◆ Work required ◆
In the records from the line containing "cliff in the photo above." up to and including the last line, replace "canyon" with "ravine" and leave everything else unchanged. Can you write out those lines alone, leaving out the pictures?

Lines of data:

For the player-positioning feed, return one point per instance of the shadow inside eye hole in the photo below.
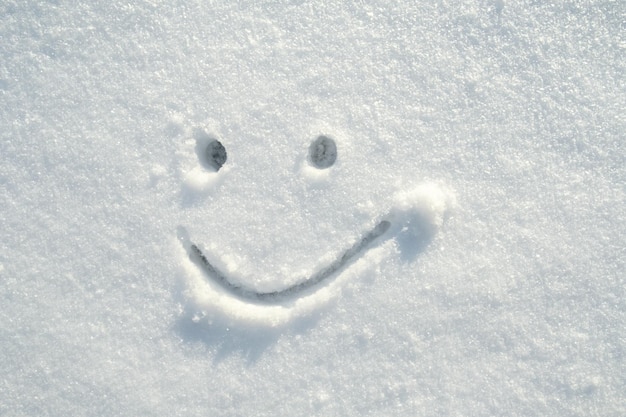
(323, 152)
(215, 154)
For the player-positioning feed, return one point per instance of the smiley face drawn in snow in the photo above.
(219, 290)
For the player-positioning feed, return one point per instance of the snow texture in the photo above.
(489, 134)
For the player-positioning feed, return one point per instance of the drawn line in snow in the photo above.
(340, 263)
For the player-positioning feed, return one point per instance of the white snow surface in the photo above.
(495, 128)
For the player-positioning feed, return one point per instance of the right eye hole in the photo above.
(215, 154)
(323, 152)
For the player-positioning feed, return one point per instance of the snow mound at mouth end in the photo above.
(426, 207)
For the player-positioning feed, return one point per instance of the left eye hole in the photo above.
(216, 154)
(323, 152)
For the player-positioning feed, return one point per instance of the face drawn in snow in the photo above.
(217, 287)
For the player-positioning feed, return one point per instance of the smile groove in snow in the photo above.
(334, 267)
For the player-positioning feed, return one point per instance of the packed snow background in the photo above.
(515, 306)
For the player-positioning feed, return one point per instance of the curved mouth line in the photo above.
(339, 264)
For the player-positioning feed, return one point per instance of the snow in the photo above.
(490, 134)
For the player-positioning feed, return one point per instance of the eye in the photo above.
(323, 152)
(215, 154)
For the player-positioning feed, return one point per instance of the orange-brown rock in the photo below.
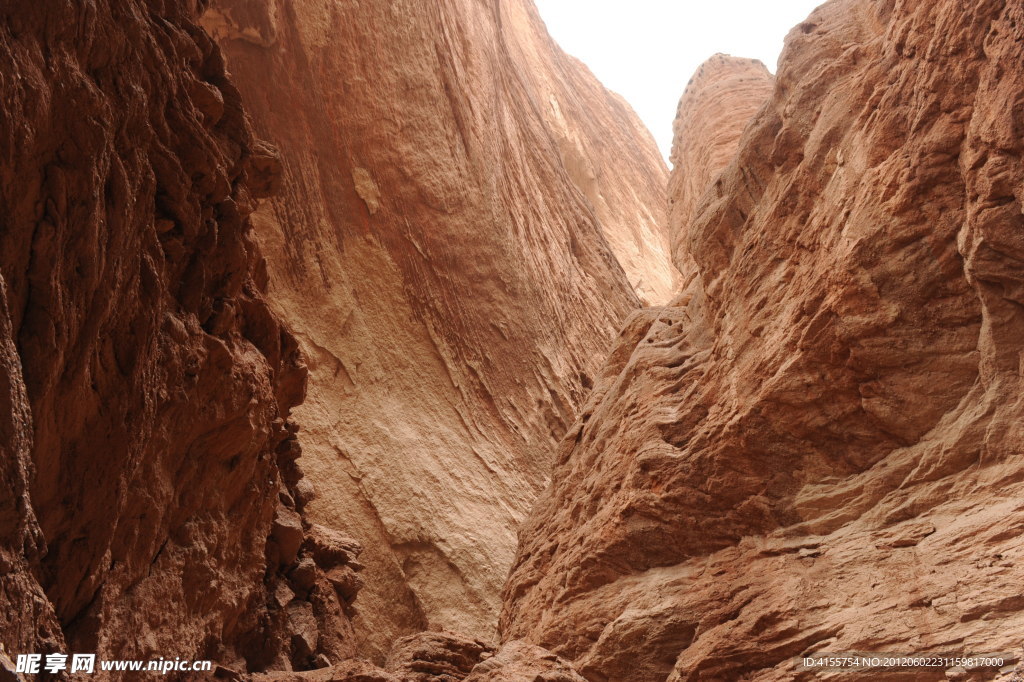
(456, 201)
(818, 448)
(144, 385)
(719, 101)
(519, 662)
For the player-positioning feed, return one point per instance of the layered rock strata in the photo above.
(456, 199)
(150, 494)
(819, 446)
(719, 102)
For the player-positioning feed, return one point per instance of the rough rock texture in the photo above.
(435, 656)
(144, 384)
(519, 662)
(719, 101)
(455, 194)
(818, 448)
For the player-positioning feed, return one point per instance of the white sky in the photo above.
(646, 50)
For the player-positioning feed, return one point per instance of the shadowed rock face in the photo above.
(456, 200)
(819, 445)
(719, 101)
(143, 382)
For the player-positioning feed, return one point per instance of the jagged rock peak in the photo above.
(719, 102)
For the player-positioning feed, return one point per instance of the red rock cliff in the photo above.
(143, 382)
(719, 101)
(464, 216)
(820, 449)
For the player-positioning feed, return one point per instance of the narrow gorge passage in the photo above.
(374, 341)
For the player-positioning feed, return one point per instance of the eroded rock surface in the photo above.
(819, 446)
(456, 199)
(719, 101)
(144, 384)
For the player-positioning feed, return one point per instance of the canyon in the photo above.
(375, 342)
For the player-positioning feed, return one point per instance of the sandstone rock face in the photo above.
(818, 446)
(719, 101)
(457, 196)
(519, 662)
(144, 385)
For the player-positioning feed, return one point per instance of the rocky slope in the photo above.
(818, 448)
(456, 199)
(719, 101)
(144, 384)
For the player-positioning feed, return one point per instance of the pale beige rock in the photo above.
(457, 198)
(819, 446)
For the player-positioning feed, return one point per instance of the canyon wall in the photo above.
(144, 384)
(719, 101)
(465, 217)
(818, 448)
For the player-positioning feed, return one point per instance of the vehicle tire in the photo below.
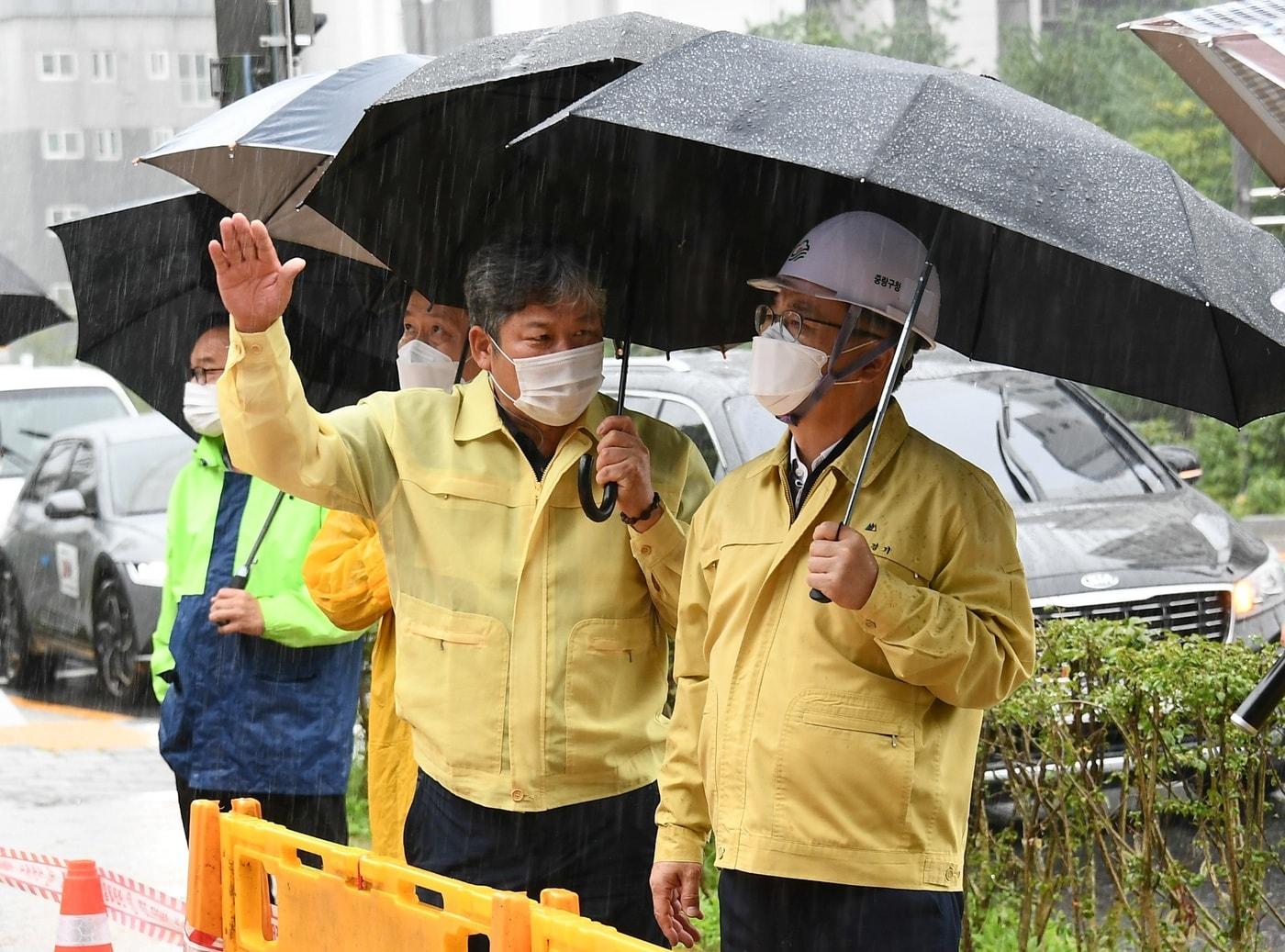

◆ Complete answer ◆
For the player-positioning feed, return one point per instance of the red rock cliff in the photo above.
(143, 382)
(719, 101)
(464, 216)
(820, 449)
For the player-positioning feed, return one point per instance of the narrow gorge passage in the photo above.
(374, 341)
For the player-positioning feed, return one point per instance of the eroded rock surface in the photo above.
(819, 446)
(456, 199)
(719, 101)
(144, 384)
For the player-positioning feed, return one point per instance of the ravine in the photo above.
(375, 342)
For the player-positioning feed, return one point per instance of the sandstone rock face in the photo above.
(818, 446)
(719, 101)
(457, 196)
(519, 662)
(144, 385)
For the player-positioning feed, return one point per instance of the rocky slope in the photo above.
(818, 448)
(456, 199)
(719, 101)
(144, 384)
For the player-positioning feed, return one point per instance of the pale beige rock in the photo above.
(457, 198)
(819, 446)
For the player-positioning feed, return one point per instance of the ravine wall in the photo above.
(144, 384)
(719, 101)
(465, 217)
(818, 448)
For the player-positioning feed, return one point per instance of the vehicle tire in the photo below.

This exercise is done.